AIM OF THE EXERCISE:
Recast the material below as a Markdown table with the columns Row and Line, from the line with "Q: Point out the light" through the line with "x=416 y=181". Give each non-blank line its own numbered row.

SOURCE DATA:

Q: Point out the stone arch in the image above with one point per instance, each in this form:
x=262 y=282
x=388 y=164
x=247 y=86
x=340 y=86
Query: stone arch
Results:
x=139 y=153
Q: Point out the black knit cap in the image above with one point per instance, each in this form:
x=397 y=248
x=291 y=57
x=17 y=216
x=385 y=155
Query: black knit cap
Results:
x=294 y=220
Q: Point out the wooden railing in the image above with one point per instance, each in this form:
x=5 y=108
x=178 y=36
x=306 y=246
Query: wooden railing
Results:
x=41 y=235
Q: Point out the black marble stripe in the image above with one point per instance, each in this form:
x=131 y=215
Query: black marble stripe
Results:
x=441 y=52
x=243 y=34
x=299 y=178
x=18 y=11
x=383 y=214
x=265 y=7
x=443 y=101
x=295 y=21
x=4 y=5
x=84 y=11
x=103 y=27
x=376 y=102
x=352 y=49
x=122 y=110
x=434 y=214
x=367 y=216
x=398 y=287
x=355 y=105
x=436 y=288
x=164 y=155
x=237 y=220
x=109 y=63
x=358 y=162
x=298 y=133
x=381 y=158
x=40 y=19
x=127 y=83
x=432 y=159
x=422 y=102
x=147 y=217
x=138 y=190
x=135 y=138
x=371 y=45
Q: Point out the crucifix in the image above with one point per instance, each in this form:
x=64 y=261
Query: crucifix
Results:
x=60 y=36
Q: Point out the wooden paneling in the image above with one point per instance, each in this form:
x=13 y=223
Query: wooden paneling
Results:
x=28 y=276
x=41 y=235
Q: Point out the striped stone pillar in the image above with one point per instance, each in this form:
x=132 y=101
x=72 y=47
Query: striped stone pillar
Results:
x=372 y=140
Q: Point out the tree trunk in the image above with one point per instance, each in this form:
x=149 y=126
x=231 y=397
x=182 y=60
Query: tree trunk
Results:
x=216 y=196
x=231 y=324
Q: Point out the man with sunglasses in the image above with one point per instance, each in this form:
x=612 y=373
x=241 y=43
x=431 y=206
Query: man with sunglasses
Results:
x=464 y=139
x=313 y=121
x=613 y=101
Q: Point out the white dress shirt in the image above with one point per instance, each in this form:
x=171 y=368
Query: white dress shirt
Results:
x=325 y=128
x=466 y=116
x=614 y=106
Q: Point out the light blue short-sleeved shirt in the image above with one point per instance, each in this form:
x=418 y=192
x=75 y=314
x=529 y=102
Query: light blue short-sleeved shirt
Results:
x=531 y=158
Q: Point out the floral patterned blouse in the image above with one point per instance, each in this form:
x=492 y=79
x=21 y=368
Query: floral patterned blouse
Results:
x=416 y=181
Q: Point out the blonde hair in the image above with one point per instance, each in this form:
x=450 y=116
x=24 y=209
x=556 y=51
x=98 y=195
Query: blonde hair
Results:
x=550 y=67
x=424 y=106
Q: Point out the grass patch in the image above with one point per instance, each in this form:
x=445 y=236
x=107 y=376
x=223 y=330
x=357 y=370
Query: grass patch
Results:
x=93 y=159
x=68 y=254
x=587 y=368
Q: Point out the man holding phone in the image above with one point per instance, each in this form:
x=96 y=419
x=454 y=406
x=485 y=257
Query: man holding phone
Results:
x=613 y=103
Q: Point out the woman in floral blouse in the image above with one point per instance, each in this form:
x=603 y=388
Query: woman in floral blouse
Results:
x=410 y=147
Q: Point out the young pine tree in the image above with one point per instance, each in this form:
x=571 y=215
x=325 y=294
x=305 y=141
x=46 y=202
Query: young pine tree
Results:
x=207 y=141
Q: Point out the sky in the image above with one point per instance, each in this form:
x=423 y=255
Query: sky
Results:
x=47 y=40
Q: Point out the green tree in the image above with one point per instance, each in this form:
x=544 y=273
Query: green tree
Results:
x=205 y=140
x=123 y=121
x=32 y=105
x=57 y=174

EXERCISE RESULT:
| Row | Line |
|---|---|
| 1 | Q: Point out the light blue short-sleeved shirt in the image above with one point per instance, each in this form: |
| 2 | x=418 y=192 |
| 3 | x=75 y=314 |
| 4 | x=529 y=102 |
| 5 | Query: light blue short-sleeved shirt |
| 6 | Results: |
| 7 | x=531 y=158 |
| 8 | Q: Point out the floral patterned blouse in the image above with one point per instance, each in this form: |
| 9 | x=492 y=79 |
| 10 | x=21 y=368 |
| 11 | Query: floral patterned blouse |
| 12 | Results: |
| 13 | x=416 y=181 |